» **Erforderliche Schritte**
1) Beantworte zum Auszug über Kims Laden diese Fragen:
(a) In welche Gasse biegen die Passanten am Dom ab?
(b) In wessen Schatten steht der Laden?
(c) Was vergeht nach der Enttäuschung kurz?
2) Kopiere aus dem Auszug über Kims Laden alles von „Köln – Wo ist“ bis hinunter zu „einmal: Wo ist Kim?“, Wort für Wort.
::: Gezeigter Auszug :::
Köln – Wo ist Kim? Das fragen sich Passanten, die mit knurrendem Magen am Dom in die Gasse „Unter Goldschmied“ abbiegen, um hier für kleines Geld ihren Heißhunger auf deftige China-Küche zu stillen.

Dann stehen sie da vor dem Laden, der im Schatten der Tiefgarage immer heruntergekommen, aber immer lebendig aussah, und blicken auf eine tote, verrammelte Ecke.

Enttäuschung und Sehnsucht kommt auf, der Appetit vergeht kurz – und man fragt sich noch einmal: Wo ist Kim?
::: Bereitgestellte Daten :::
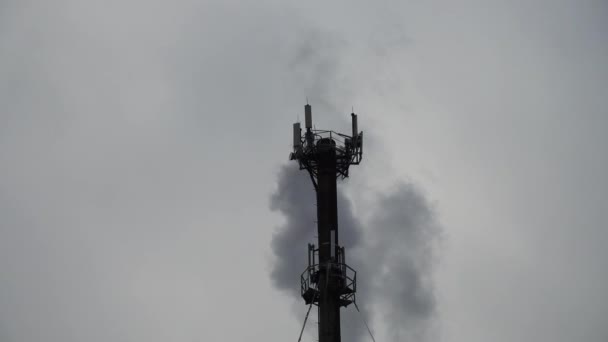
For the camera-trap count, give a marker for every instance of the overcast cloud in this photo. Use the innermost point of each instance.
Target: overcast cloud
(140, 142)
:::
::: Bereitgestellte Daten :::
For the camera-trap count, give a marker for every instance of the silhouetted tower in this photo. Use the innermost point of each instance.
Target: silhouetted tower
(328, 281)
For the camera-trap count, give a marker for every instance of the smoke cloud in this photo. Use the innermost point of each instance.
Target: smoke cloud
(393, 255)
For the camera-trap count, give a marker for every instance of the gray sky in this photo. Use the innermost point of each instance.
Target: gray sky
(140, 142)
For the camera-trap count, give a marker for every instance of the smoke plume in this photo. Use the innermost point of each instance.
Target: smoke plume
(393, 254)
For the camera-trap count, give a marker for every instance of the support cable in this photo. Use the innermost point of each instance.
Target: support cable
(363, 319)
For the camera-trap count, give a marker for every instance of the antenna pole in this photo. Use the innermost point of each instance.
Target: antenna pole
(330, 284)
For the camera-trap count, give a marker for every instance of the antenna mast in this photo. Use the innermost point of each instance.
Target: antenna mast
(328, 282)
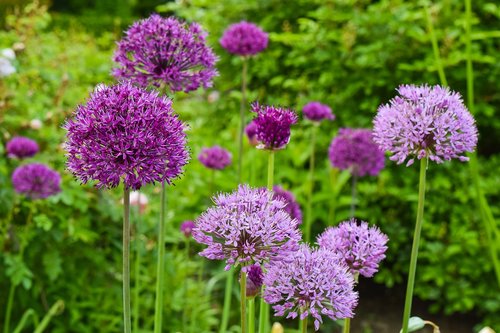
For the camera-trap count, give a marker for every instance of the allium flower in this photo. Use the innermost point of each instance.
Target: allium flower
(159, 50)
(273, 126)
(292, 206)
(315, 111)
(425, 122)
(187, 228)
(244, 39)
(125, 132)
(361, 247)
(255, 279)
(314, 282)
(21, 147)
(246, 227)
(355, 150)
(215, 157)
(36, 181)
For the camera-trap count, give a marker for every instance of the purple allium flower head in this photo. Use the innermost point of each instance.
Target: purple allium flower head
:::
» **Ergebnisse der Reihe**
1)
(a) In die Gasse „Unter Goldschmied“.
(b) Im Schatten der Tiefgarage.
(c) Der Appetit.

2)
Köln – Wo ist Kim? Das fragen sich Passanten, die mit knurrendem Magen am Dom in die Gasse „Unter Goldschmied“ abbiegen, um hier für kleines Geld ihren Heißhunger auf deftige China-Küche zu stillen.

Dann stehen sie da vor dem Laden, der im Schatten der Tiefgarage immer heruntergekommen, aber immer lebendig aussah, und blicken auf eine tote, verrammelte Ecke.

Enttäuschung und Sehnsucht kommt auf, der Appetit vergeht kurz – und man fragt sich noch einmal: Wo ist Kim?